AIM OF THE EXERCISE ->
Write out the records below word for word, beginning with their first line and stopping after the line that contains "point(305, 80)".

DATA SHOWN ->
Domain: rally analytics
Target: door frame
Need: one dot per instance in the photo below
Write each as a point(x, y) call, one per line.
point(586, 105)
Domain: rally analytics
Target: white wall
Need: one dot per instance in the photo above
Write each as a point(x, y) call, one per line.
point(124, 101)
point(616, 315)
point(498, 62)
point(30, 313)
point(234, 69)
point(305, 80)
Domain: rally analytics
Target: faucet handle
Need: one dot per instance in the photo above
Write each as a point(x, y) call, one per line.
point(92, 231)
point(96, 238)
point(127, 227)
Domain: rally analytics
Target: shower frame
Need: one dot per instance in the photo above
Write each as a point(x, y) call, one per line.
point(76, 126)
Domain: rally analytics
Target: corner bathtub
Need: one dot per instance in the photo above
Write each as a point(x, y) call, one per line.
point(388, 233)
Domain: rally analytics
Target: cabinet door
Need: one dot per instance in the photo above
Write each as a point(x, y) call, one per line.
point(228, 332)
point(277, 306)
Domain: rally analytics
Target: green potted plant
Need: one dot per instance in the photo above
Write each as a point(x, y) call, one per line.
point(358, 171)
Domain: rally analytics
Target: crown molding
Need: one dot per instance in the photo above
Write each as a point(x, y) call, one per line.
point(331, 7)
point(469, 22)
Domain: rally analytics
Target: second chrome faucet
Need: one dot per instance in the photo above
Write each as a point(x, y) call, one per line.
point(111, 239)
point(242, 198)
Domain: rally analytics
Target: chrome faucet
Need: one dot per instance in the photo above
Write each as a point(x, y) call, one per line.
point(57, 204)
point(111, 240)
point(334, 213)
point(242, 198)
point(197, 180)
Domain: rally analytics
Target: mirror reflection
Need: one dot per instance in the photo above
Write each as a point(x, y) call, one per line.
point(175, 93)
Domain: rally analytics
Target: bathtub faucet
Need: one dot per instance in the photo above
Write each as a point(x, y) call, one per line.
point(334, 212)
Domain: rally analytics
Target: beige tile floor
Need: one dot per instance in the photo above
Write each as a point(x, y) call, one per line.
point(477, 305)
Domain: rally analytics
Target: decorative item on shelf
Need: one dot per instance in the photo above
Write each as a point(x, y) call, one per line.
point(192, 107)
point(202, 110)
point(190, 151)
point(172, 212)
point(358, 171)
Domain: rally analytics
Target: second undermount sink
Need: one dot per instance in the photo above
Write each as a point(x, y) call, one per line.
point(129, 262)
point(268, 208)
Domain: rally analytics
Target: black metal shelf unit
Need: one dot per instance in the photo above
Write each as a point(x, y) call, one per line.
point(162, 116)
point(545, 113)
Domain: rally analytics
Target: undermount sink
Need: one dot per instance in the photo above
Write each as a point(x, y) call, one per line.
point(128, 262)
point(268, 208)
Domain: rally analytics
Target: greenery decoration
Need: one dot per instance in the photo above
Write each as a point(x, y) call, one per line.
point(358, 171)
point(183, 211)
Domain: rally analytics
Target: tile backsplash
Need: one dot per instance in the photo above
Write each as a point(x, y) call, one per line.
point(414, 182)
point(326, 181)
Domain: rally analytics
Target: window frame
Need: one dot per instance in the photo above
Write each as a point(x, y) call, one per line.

RESULT OF THIS EXERCISE ->
Domain: rally analytics
Target: door frame
Need: one dot per instance in the photo below
Write each as a point(x, y) call, one per line.
point(586, 105)
Domain: rally analytics
Target: white wall
Need: one dot per instance in the photo above
Write each as a point(x, y) call, one per line.
point(124, 101)
point(616, 315)
point(498, 62)
point(30, 313)
point(234, 69)
point(305, 80)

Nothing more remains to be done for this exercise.